▶ [INSTRUCTION]: Transcribe the fisheries excerpt verbatim from "Forecasting global fisheries" up to and including "maximum sustainable yield.".

Realistic fisheries management reforms could mitigate the impacts of climate change in most countries

  (UNITED STATES, 7/23/2021)

The following is an excerpt from an article published by the Global Aquaculture Advocate: 

Forecasting global fisheries biomass, catch and profits to 2100 under three climate scenarios and five levels of management reforms

Marine fisheries provide a vital source of food for over half the world’s population and support the livelihoods of more than 56 million people globally. However, the ability for marine fisheries to provide these services is threatened by climate change, compromising the contribution of the oceans to sustainable development goals. Ocean warming has already reduced the productivity of many fisheries around the globe, with some regions having experienced up to 35 percent declines in maximum sustainable yield.

An ensemble of marine ecosystem models forecasts by Lotze and co-workers continued showing decreases in marine animal biomass of 4.8 to 17.2 percent by 2100 under low- to high-end emissions scenarios, respectively. In general, productivity is predicted to decrease in tropical and temperate regions and increase towards the poles, as marine organisms shift distributions to maintain their thermal niches. These regional shifts in productivity, range, and fishing opportunity will result in regional discrepancies in food and profits from fisheries. Under current policies, these effects will be unevenly distributed with tropical developing countries and small island developing states exhibiting the greatest vulnerability to the impacts of climate change on fisheries.

Realistic fisheries management reforms could mitigate the impacts of climate change in most countries (Image:  Christopher M. Free Tracey Mangin ... Steven D. Gaines )

▶ [SUPPLIED DATA]:

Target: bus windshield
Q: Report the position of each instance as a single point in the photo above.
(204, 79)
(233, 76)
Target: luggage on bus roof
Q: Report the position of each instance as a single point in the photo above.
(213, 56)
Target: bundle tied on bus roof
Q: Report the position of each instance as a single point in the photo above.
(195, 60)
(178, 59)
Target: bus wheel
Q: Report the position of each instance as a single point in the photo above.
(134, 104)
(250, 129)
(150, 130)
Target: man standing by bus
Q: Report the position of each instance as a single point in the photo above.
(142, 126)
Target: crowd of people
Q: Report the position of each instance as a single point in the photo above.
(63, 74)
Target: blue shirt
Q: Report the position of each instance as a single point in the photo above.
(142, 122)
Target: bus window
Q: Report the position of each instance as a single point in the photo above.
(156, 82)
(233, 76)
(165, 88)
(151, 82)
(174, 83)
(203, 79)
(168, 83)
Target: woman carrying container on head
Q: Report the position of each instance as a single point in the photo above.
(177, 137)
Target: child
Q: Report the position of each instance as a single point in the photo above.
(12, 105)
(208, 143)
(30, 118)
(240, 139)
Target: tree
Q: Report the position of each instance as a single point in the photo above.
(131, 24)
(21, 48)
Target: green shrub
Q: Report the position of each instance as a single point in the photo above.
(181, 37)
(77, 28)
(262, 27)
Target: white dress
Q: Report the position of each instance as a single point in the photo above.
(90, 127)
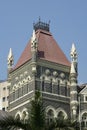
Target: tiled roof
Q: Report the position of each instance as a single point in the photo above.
(48, 49)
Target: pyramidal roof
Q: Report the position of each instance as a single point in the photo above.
(48, 49)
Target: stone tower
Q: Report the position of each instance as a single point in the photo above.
(42, 66)
(73, 83)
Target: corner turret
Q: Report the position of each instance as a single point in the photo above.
(34, 45)
(73, 83)
(10, 59)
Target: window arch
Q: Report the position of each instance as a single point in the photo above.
(61, 113)
(18, 116)
(25, 115)
(84, 119)
(50, 113)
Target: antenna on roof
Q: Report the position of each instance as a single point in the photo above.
(41, 25)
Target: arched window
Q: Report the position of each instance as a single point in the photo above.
(61, 115)
(84, 119)
(25, 116)
(50, 115)
(18, 117)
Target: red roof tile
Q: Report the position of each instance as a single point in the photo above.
(48, 49)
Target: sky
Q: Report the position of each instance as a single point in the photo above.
(68, 24)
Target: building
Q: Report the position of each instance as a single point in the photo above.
(43, 66)
(4, 95)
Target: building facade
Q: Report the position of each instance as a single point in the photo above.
(43, 66)
(4, 95)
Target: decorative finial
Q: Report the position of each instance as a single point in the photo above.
(34, 41)
(33, 38)
(73, 53)
(10, 59)
(72, 71)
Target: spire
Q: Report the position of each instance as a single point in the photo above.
(73, 53)
(33, 38)
(33, 42)
(72, 71)
(10, 59)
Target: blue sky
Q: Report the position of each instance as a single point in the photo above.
(68, 24)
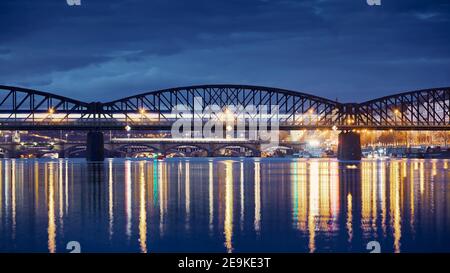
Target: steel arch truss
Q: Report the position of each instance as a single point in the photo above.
(20, 107)
(423, 109)
(291, 108)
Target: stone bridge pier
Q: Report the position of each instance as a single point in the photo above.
(349, 146)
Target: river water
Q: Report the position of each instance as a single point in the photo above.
(224, 205)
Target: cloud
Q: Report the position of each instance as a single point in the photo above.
(331, 47)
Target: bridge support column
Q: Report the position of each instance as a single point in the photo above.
(95, 150)
(349, 146)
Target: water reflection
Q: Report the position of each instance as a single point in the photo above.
(224, 205)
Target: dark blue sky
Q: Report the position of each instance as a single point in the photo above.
(107, 49)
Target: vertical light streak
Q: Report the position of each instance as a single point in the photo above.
(142, 209)
(382, 182)
(313, 203)
(7, 172)
(395, 206)
(412, 203)
(187, 191)
(228, 222)
(36, 184)
(422, 177)
(110, 199)
(242, 194)
(13, 195)
(349, 218)
(51, 230)
(302, 196)
(211, 195)
(60, 193)
(257, 221)
(66, 179)
(128, 197)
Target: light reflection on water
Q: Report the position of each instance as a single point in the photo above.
(224, 205)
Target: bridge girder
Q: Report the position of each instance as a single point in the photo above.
(26, 109)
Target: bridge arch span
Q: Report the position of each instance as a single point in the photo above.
(427, 108)
(292, 105)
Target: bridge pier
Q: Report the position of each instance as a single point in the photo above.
(95, 150)
(349, 146)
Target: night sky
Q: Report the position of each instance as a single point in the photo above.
(107, 49)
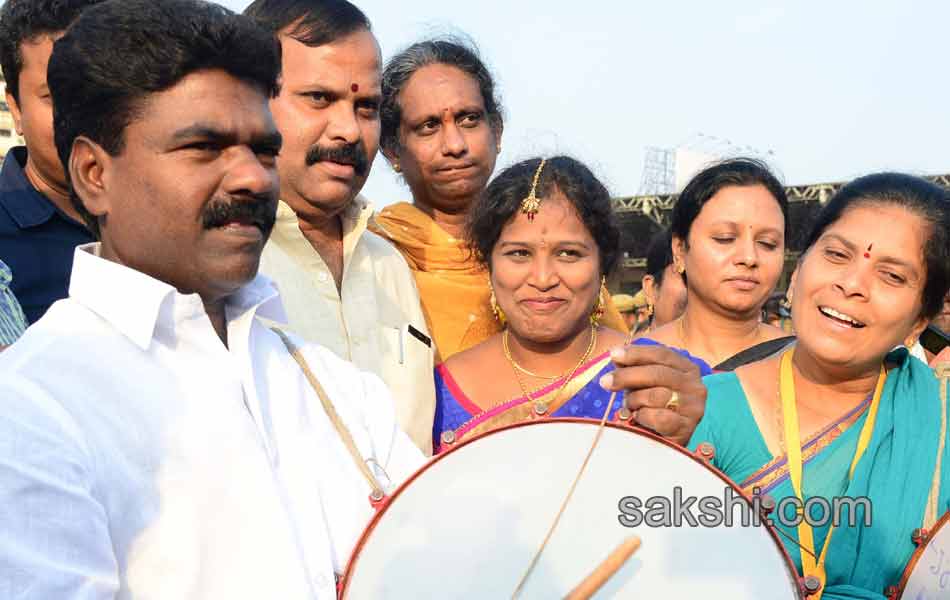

▶ [IN RESPONSE]:
Forecasting global fisheries biomass, catch and profits to 2100 under three climate scenarios and five levels of management reforms

Marine fisheries provide a vital source of food for over half the world’s population and support the livelihoods of more than 56 million people globally. However, the ability for marine fisheries to provide these services is threatened by climate change, compromising the contribution of the oceans to sustainable development goals. Ocean warming has already reduced the productivity of many fisheries around the globe, with some regions having experienced up to 35 percent declines in maximum sustainable yield.